__Required work__
Write out all of the records below precisely as given, omitting the images.

__Dataset excerpts__
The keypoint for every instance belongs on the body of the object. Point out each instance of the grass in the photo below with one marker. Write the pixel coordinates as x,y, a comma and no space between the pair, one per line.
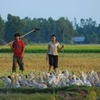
42,48
36,62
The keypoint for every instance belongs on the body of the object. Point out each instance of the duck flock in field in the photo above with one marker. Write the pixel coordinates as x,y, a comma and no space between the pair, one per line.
57,79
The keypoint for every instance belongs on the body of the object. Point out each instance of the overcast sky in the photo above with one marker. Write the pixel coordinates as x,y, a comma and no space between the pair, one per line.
51,8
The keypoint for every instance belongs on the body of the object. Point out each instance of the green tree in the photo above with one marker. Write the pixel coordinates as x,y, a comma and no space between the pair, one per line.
2,26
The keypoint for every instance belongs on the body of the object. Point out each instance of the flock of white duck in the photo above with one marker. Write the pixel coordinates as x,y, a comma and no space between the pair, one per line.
46,79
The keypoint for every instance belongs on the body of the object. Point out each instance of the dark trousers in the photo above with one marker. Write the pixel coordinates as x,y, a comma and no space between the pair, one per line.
18,60
53,61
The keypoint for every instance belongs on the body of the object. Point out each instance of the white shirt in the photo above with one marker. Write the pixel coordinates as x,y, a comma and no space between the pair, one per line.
53,50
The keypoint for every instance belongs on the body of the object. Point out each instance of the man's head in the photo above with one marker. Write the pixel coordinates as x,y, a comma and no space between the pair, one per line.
17,36
53,38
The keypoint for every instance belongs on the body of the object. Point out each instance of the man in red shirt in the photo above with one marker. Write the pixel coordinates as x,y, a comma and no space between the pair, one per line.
18,48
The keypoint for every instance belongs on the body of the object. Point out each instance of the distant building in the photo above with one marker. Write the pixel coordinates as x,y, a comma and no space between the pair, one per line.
78,40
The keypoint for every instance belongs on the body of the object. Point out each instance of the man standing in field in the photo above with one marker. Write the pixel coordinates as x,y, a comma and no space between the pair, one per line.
18,48
52,53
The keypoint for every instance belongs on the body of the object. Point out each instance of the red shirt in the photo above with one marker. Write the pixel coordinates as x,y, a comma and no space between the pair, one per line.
18,47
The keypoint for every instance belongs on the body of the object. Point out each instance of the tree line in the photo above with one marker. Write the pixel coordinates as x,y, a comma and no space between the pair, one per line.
85,28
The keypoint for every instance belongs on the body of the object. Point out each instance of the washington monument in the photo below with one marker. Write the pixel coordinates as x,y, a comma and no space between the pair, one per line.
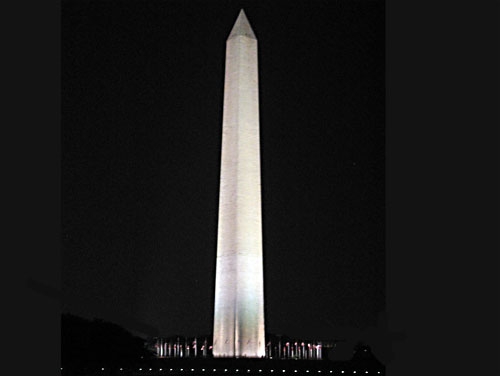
239,284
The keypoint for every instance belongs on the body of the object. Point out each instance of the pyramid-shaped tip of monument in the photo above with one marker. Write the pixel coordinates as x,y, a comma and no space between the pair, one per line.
242,27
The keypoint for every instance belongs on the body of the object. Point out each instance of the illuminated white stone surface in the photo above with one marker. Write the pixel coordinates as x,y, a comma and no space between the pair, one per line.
239,284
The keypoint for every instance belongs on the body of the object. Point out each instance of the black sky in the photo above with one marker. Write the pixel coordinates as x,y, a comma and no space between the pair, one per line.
142,93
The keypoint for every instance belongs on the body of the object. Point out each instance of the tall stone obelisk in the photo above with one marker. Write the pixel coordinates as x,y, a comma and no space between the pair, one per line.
239,282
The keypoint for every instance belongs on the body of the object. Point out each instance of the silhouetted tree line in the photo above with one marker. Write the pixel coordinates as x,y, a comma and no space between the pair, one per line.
88,343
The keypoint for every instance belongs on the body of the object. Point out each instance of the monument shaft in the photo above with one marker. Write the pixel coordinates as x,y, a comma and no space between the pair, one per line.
239,284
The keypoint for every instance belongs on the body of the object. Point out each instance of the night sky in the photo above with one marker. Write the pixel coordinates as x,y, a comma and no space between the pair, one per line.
142,94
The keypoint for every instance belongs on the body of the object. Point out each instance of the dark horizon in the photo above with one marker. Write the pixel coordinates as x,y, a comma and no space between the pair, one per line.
142,86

__Result of the exercise__
The keypoint for every instance belongs on the body of the object. Point out each instance of the grass in the photo below with one marker. Write the pixel coordinates as x,y, a comma and no space between the pair, one per line.
42,48
36,62
The keypoint for every instance belongs on the body of the object. Point out each instance of the duck flock in field in the photo above with one marker. Write the pixel coordinates as x,y, a comma and no space between the pair, one per line.
57,79
The keypoint for every instance belongs on the body of the object. Point out each instance of the overcast sky in the photo above with one marker. Write the pixel coordinates as x,y, a comma and no space between the pair, one per line.
51,8
The keypoint for every instance belongs on the body of the object. Point out each instance of the green tree in the photo above with one marker. Write the pixel coordinates as x,y, a comma and no space between the pair, one per line.
2,26
The keypoint for every instance belongs on the body of the object. Point out each instance of the flock of white duck in the photo above with one marker. Write the pixel coordinates as x,y, a comma and no space between the pair, one per line.
46,79
The keypoint for every instance belongs on the body of the object. Point out each instance of the dark trousers in the photo above with one marker. Write the pixel coordinates as x,y, a comma and no space between the pair, one per line.
18,60
53,61
The keypoint for every instance belongs on the body of the object. Point out each instance of the white shirt in the photo above with one marker. Write the pixel coordinates as x,y, a comma and no space between the pair, one per line.
53,50
The keypoint for every instance belongs on the body of the object. Point out each instance of the man's head in the photo above with one marker. Write the pixel coordinates as x,y, a comma and no space between the pair, one per line.
17,36
53,38
The keypoint for every instance belongs on the body of the object. Point out each instance of the man in red shirt in the photo above with one marker. Write the pixel coordinates as x,y, a comma and no space between the pair, one per line.
18,48
The keypoint for every instance belongs on the body of the object. Point out each instance of the distant building in the photo above with one marker. Write the pixel coordinates as x,y, a comma and no space between the pair, one per line.
78,40
The keypoint for every instance belongs on the body of the object. Point out each instance of the man standing in field in the photo above with one marker. Write the pixel coordinates as x,y, a comma and no space between the pair, one per line.
18,48
52,53
The keypoint for every instance belongs on the body of the object. Point out each instance of the red shirt in the photo above with one marker. Write the pixel coordinates as x,y, a comma and no space between the pair, one per line.
18,47
The keypoint for every instance belongs on the body of the object. Point out each instance of the tree line in the photo above with one marker. Write the pixel coordinates as x,y, a comma and no space between the pair, one per line.
85,28
The keypoint for every instance belongs on the body of the object. Point out each instance of the washington monument in the photo below with one marker. Write the pixel coordinates as x,y, a comma and no space between the pair, one per line.
239,284
The keypoint for every instance belongs on the body of the object. Point out each instance of the pyramid-shaped tip of monument in the photo above with one marker. Write the pixel coordinates as x,y, a comma and no space between the pair, one per line.
242,27
The keypoint for every instance belongs on the body of the object. Point out each instance of the illuminated white stone surface in the photo above with one marker. Write the pixel coordinates as x,y, a comma and no space between the pair, one per line.
239,284
The keypoint for every instance belongs on the body of the object. Point out each instance of the black sky in the photo above with one marker. Write the pixel coordinates as x,y, a comma and no space between the pair, one per line.
142,93
The keypoint for every instance belongs on the body of the object. Point out each instance of the tall stone obelisk in the photo above with one marker. Write the pixel coordinates as x,y, a comma and no space between the pair, one per line.
239,282
The keypoint for every instance belongs on the body of the object. Point out each instance of the silhouetted tree line in the photo above with one marker. Write the pixel coordinates as x,y, a comma and no space between the pair, one per line.
88,343
The keypoint for every instance belongs on the body of the object. Point out each instance of the monument shaft in the photo above with one marker. Write the pixel coordinates as x,y, a comma and no space between the pair, one per line.
239,284
The keypoint for every instance belongs on the body of the object. Point out each instance of the night sky in the photo above with one marker. Write the pixel coordinates as x,y, a comma and no space between the pair, one per line.
142,94
The keypoint for every instance belongs on the body of the object. Point out each instance of the dark horizon in the photo above with one marker. Write the pixel coordinates as x,y, a comma and no space between the pair, one per line.
142,86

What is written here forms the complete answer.